Your task » Make an exact copy of the entries below.

Dataset »
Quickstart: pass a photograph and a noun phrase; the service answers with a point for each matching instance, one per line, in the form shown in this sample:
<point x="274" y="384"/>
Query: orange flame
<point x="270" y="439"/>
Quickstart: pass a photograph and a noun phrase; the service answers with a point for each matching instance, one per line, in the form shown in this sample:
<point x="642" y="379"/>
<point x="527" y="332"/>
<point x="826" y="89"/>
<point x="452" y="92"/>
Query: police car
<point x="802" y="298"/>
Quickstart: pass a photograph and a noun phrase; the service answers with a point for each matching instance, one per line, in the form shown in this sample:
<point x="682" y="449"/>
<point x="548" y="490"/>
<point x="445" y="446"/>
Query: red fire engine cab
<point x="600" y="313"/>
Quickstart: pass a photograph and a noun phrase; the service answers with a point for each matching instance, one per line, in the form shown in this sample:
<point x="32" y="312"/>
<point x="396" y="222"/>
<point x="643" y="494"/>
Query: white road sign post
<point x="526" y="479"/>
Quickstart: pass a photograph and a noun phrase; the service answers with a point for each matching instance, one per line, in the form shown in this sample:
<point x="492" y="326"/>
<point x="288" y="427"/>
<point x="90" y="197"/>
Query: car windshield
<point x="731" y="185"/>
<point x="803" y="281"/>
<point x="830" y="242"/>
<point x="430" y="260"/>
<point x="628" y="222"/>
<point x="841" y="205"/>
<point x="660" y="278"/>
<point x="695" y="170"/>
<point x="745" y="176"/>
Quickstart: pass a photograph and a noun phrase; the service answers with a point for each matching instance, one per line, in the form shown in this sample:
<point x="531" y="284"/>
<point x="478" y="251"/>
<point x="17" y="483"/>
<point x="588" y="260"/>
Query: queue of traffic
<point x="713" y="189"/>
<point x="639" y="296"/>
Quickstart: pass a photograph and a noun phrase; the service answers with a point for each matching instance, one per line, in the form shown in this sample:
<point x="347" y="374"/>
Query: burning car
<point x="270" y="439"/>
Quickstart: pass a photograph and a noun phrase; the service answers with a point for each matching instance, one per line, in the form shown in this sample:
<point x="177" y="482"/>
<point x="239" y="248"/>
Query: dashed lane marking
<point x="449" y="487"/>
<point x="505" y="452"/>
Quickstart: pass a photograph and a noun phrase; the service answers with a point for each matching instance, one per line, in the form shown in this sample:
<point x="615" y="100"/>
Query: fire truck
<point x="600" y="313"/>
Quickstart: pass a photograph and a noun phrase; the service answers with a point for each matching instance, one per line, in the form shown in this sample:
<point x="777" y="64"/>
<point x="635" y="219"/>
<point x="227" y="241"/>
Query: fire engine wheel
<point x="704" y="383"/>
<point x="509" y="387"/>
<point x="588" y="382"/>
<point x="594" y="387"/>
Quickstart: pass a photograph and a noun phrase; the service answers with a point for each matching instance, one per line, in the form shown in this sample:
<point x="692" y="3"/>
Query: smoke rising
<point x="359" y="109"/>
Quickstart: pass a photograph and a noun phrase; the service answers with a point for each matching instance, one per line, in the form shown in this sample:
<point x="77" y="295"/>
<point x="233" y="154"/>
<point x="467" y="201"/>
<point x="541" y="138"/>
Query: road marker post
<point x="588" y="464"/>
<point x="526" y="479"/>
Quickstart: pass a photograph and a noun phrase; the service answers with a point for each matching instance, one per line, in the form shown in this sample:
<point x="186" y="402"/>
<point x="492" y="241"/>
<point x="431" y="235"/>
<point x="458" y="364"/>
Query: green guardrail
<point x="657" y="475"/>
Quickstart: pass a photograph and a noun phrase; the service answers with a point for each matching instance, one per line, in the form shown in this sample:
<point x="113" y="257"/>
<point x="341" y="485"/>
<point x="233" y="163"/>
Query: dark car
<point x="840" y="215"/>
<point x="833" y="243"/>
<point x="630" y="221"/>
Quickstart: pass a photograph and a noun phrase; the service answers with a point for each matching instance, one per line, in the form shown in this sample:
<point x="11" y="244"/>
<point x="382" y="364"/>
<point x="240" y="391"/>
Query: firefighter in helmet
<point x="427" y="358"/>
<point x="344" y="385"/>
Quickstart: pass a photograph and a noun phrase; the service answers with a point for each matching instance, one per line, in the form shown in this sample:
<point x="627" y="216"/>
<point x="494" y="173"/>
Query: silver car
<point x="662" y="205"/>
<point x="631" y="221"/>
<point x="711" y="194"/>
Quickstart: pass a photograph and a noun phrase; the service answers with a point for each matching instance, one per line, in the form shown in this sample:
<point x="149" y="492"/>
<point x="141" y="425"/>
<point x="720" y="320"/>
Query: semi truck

Answer to the problem »
Quickstart: pass a photograph and a noun phrase; the service answers with a point for each matching instance, one per line, in the form shown in this sample:
<point x="274" y="384"/>
Query: orange flame
<point x="270" y="439"/>
Quickstart: pass a photograph and a noun phrase; the service answers with a point for each matching instance, one per line, in the form shown in this sample:
<point x="642" y="379"/>
<point x="527" y="332"/>
<point x="826" y="89"/>
<point x="452" y="92"/>
Query: police car
<point x="802" y="298"/>
Quickstart: pass a photograph and a noun phrase; the service answers with a point for each matching instance, one per line, in the form shown in this sample:
<point x="682" y="449"/>
<point x="548" y="490"/>
<point x="445" y="446"/>
Query: red fire engine cab
<point x="600" y="313"/>
Quickstart: pass a photograph and a noun phrase; the service answers with a point for each matching instance, one per line, in the form shown in this sample:
<point x="32" y="312"/>
<point x="396" y="222"/>
<point x="643" y="494"/>
Query: white road sign post
<point x="526" y="479"/>
Quickstart: pass a photograph and a noun phrase; the service answers with a point for each matching instance, one per line, in the form shown in this sample:
<point x="492" y="326"/>
<point x="288" y="427"/>
<point x="90" y="197"/>
Query: car windshield
<point x="731" y="185"/>
<point x="803" y="281"/>
<point x="830" y="242"/>
<point x="430" y="260"/>
<point x="628" y="222"/>
<point x="841" y="205"/>
<point x="660" y="278"/>
<point x="695" y="170"/>
<point x="745" y="176"/>
Quickstart: pass a photograph and a noun phrase; the service answers with a point for each matching instance, one per line, in the form shown in this sample:
<point x="531" y="284"/>
<point x="478" y="251"/>
<point x="17" y="483"/>
<point x="588" y="260"/>
Query: queue of traffic
<point x="713" y="189"/>
<point x="639" y="296"/>
Quickstart: pass a photograph and a noun phrase; the service answers with a point for each matching instance, one per line, in the form shown in this sample:
<point x="347" y="374"/>
Query: burning car
<point x="270" y="439"/>
Quickstart: pass a photograph and a noun phrase; the service answers with a point for each matching instance, one per line, in the form shown in this sample:
<point x="177" y="482"/>
<point x="239" y="248"/>
Query: dashed lane marking
<point x="449" y="487"/>
<point x="505" y="452"/>
Quickstart: pass a photograph and a noun phrase; the service answers with a point for each matching instance, one per line, in the form shown in this sample:
<point x="615" y="100"/>
Query: fire truck
<point x="600" y="313"/>
Quickstart: pass a photograph and a noun phrase; the service answers with a point for each matching instance, one per line, in the form shown in this sample:
<point x="777" y="64"/>
<point x="635" y="219"/>
<point x="227" y="241"/>
Query: fire engine wheel
<point x="704" y="383"/>
<point x="509" y="387"/>
<point x="588" y="382"/>
<point x="594" y="387"/>
Quickstart: pass a photograph and a noun phrase; the service answers with a point for each matching instance, one per line, in the form shown in this sample:
<point x="692" y="3"/>
Query: smoke rising
<point x="359" y="109"/>
Quickstart: pass a photograph and a noun phrase; the service answers with a point for each matching instance, one per line, in the form shown in this sample:
<point x="77" y="295"/>
<point x="233" y="154"/>
<point x="467" y="201"/>
<point x="541" y="138"/>
Query: road marker post
<point x="588" y="464"/>
<point x="526" y="479"/>
Quickstart: pass a photograph and a noun phrase; the service answers with a point for each matching instance, one per line, in the form shown in this sample:
<point x="186" y="402"/>
<point x="492" y="241"/>
<point x="431" y="235"/>
<point x="458" y="364"/>
Query: green guardrail
<point x="657" y="475"/>
Quickstart: pass a photograph and a noun phrase; the service answers with a point for each matching instance, one per line, in the form shown in this sample:
<point x="113" y="257"/>
<point x="341" y="485"/>
<point x="233" y="163"/>
Query: dark car
<point x="840" y="215"/>
<point x="833" y="243"/>
<point x="630" y="221"/>
Quickstart: pass a photograph and a noun phrase; the service answers with a point for each matching instance, one per line, in the form shown in this sample:
<point x="11" y="244"/>
<point x="382" y="364"/>
<point x="240" y="391"/>
Query: firefighter in helmet
<point x="427" y="358"/>
<point x="344" y="385"/>
Quickstart: pass a photograph and a noun phrase; the service answers with a point for each matching instance, one per line, in the form shown in this sample:
<point x="627" y="216"/>
<point x="494" y="173"/>
Query: silver car
<point x="662" y="205"/>
<point x="631" y="221"/>
<point x="711" y="194"/>
Quickstart: pass a photograph and a noun phrase; the service answers with a point for each matching instance, one per line, in the form shown in this sample:
<point x="149" y="492"/>
<point x="141" y="425"/>
<point x="720" y="320"/>
Query: semi truck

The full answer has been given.